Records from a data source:

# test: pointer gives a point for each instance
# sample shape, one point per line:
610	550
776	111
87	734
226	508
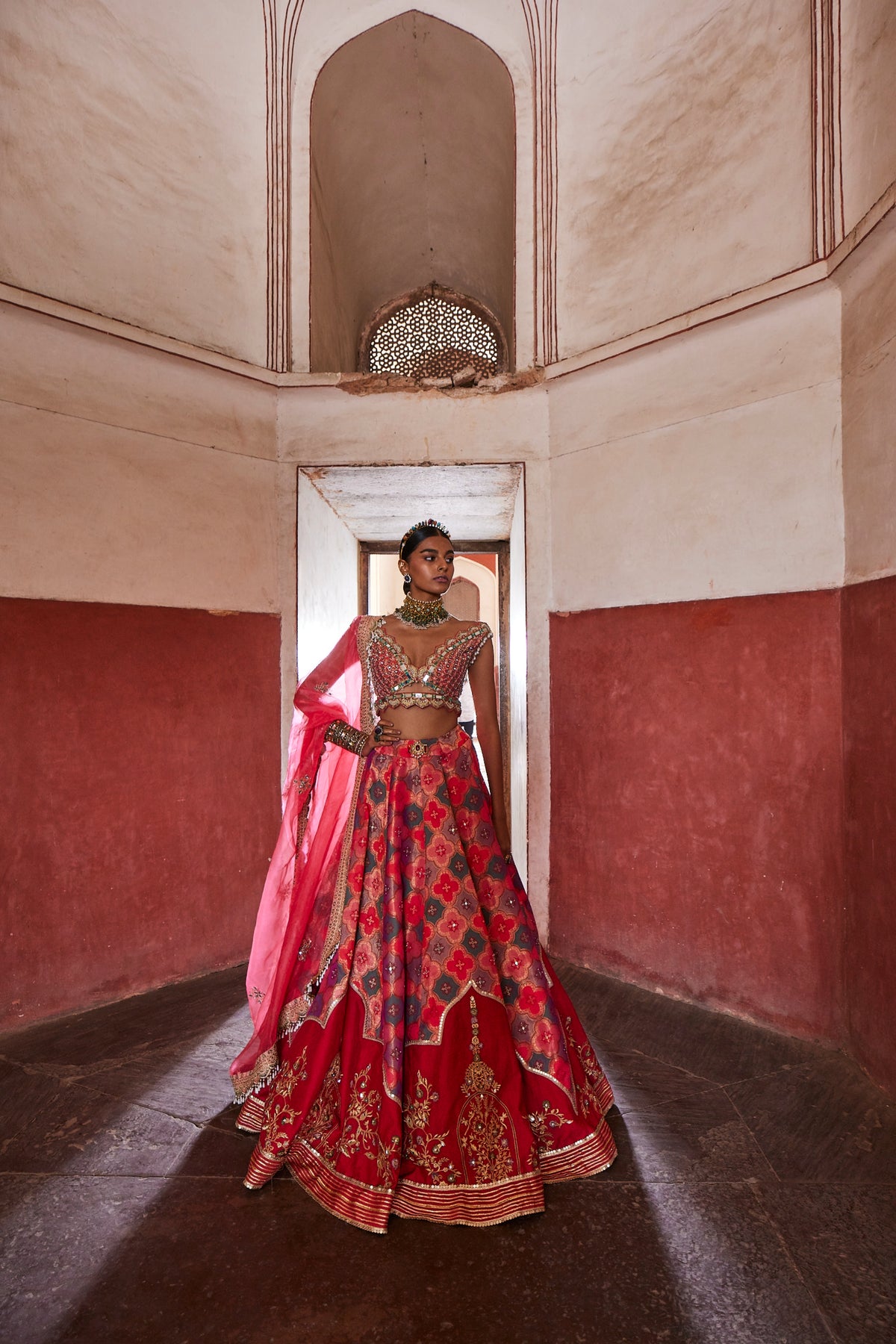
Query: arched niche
413	179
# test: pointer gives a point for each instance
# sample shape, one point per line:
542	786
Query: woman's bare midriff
421	724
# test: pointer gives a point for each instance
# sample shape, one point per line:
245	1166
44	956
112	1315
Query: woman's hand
385	732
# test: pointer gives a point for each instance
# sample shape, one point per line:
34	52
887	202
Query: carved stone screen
433	337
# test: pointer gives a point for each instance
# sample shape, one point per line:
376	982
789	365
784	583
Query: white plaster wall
398	199
706	465
326	425
100	514
684	158
517	665
63	367
327	577
868	102
134	172
868	287
323	30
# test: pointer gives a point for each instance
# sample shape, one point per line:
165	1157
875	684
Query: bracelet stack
344	735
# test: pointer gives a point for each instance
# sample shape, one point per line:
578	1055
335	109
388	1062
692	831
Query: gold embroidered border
368	1207
586	1157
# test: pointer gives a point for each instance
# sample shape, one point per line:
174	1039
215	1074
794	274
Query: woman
413	1051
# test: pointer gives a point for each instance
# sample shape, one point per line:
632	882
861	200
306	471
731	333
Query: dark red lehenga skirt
441	1070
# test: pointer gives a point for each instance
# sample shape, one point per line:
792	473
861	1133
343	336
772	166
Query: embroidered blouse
441	678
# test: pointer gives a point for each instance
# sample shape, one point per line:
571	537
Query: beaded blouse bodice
438	682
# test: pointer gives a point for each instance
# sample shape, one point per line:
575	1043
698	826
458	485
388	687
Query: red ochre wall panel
869	741
139	796
697	801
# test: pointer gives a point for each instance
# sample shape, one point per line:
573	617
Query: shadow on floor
753	1199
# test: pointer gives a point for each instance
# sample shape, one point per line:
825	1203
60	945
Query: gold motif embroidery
323	1117
546	1122
484	1121
421	1147
590	1092
294	1014
281	1116
361	1130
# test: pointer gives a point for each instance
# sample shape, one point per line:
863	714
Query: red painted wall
139	796
697	801
869	742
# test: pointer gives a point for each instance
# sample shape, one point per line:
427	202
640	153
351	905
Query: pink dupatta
290	947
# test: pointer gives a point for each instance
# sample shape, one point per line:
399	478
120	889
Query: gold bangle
344	735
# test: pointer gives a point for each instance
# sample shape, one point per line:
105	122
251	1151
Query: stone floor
753	1201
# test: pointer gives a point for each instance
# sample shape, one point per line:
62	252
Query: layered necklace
413	612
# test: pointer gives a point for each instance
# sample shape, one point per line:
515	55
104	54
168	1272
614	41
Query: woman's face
430	566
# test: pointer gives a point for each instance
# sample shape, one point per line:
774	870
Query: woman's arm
487	729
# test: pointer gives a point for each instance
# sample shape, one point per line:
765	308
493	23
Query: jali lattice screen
433	337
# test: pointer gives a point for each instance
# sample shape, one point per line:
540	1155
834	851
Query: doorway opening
348	524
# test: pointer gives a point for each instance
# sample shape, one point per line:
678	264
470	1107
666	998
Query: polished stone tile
691	1238
699	1139
58	1236
193	1083
640	1082
844	1243
206	1261
50	1127
116	1034
825	1121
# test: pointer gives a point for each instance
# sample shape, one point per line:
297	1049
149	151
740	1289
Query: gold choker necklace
422	613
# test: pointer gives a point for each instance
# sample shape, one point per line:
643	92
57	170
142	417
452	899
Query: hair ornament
426	522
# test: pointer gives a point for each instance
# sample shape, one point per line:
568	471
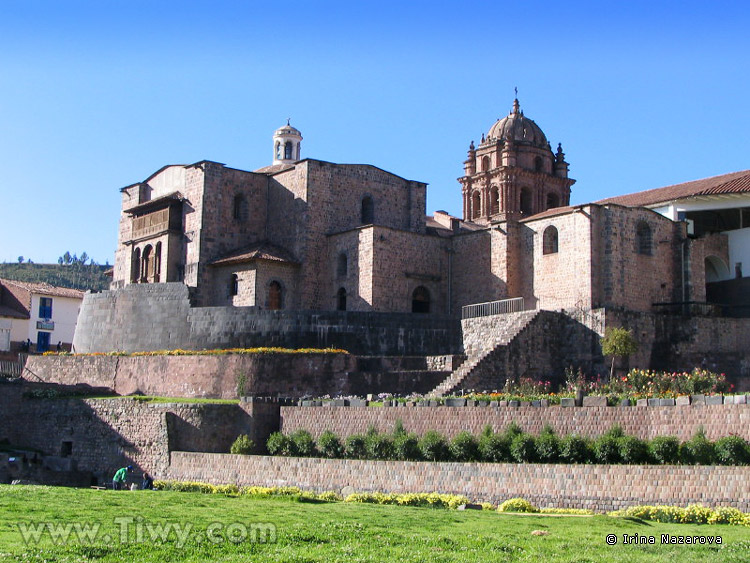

Objective:
Identify each line in the records above that contains the word "gold" and copy those lines.

Written answer:
Query: gold embroidered border
Query: gold motif embroidery
Query: gold bangle
Query: gold choker necklace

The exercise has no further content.